Try it:
The required output is the line that contains "Mark the blue" through the last line of the data, retyped verbatim and with nothing added.

● ● ●

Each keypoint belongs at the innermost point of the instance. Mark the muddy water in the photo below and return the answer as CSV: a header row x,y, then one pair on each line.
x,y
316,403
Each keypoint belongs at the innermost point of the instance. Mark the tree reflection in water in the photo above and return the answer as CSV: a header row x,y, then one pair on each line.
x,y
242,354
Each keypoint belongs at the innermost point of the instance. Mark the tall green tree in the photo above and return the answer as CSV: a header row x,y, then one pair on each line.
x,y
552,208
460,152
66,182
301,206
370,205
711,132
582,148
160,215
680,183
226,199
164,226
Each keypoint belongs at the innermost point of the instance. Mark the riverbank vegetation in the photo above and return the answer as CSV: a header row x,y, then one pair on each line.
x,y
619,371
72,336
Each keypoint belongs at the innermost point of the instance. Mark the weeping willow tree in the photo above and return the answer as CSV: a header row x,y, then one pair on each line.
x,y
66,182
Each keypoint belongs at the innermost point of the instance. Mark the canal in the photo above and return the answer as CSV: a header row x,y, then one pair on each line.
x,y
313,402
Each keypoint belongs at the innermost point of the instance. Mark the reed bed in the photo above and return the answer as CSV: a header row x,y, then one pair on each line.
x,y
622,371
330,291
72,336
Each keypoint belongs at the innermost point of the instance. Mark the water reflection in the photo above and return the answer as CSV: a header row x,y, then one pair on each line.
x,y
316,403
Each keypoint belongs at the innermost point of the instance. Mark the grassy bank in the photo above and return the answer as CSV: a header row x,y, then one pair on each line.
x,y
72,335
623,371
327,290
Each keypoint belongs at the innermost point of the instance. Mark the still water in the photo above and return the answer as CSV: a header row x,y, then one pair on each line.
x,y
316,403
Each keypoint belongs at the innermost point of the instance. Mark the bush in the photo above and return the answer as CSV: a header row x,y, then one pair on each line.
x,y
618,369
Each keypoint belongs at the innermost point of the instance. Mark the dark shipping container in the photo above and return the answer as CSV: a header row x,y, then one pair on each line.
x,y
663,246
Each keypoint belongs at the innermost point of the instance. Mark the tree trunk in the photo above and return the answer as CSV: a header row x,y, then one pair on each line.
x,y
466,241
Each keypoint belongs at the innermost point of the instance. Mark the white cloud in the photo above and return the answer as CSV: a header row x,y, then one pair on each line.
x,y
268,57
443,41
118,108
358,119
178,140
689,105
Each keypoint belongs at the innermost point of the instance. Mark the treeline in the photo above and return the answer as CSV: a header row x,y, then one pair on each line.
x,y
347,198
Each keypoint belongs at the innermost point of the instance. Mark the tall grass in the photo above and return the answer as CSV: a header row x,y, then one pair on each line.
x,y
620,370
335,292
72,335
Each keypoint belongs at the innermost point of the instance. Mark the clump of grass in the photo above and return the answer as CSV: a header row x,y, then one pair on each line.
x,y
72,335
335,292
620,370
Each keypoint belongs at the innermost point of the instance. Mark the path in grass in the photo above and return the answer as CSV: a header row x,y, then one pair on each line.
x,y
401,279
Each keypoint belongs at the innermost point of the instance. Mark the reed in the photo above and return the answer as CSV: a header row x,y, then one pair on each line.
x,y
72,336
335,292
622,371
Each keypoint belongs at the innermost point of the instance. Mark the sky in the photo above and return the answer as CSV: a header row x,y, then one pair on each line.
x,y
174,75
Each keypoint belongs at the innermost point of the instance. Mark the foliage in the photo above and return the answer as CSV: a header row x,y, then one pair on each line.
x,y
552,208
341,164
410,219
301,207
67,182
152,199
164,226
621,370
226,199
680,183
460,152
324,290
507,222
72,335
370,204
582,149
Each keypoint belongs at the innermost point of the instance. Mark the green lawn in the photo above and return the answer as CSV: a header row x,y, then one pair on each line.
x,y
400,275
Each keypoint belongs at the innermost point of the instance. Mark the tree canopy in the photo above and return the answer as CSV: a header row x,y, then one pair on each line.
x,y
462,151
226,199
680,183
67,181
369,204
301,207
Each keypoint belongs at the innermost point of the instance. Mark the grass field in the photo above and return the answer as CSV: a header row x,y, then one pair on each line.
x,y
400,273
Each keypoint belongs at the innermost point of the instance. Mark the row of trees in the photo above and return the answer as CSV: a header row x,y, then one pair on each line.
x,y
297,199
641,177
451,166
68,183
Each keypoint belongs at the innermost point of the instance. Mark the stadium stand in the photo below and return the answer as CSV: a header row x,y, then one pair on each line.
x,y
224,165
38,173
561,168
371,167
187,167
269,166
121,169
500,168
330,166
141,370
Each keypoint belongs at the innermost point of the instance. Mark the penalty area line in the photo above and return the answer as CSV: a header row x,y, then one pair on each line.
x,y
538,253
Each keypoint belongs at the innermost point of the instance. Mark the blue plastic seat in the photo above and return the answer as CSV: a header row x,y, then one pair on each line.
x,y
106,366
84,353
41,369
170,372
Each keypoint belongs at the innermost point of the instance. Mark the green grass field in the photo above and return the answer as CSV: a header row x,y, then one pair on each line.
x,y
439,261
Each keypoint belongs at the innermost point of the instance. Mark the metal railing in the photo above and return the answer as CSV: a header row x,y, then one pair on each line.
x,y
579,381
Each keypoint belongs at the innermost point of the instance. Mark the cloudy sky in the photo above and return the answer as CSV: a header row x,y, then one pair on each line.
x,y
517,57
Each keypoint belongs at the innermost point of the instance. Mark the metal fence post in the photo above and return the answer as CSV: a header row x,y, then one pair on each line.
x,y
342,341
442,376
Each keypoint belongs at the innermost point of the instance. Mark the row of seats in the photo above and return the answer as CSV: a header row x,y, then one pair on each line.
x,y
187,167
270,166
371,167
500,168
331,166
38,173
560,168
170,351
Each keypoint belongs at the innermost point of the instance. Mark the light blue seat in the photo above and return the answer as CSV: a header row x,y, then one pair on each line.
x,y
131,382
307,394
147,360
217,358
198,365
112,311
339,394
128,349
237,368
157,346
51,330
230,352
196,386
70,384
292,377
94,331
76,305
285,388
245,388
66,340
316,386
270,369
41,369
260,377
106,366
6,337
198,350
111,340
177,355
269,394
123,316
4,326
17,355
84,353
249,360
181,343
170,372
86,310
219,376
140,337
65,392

● ● ●

Your solution:
Each keypoint belongs at the innermost point of the instance. Mark the blue plastic seat in the photo above and return the answer as CSV: a header row x,y, then one pair on each line.
x,y
106,366
84,353
41,369
170,372
Each keypoint belongs at the innermost point of the instance. Mark the green grass field in the photo above and return the answer as CSV: a header row x,y, then one pair on each line.
x,y
439,261
Each keypoint belongs at the innermost point of the instance. Mark the metal railing in the photo above and return the answer as CSV: a header row x,y, then one pair on each line.
x,y
579,381
Each keypoint belongs at the innermost point of the instance. Mark the cloudy sky in the photo above and return the answer as CSV: a header row x,y, then one pair on each line.
x,y
517,57
Each keypoint belongs at the innermost point of the instance. Mark the metal fence post in the photo above and return the answer as CSV: a header row x,y, then one pair on each line.
x,y
342,341
442,376
Each keypoint belongs at the innermost point of the instance. Mark the row of seats in the photo above and return the answer as CSV: a header row x,y, then one pair on each line.
x,y
187,167
270,166
371,167
500,168
331,166
38,173
560,168
170,351
Each keypoint belongs at the innermost point of the instance. Mark the light blue seat in the photo above and return the answer as CSV: a header row x,y, then one pair on each line.
x,y
131,382
307,394
147,360
217,358
198,365
112,311
339,394
128,349
237,368
157,346
51,330
230,352
196,386
70,384
292,377
94,331
76,305
285,388
245,388
66,340
316,386
270,369
41,369
260,377
106,366
6,337
198,350
111,340
177,355
269,394
123,316
4,326
17,355
84,353
249,360
181,343
170,372
86,310
219,376
140,337
65,392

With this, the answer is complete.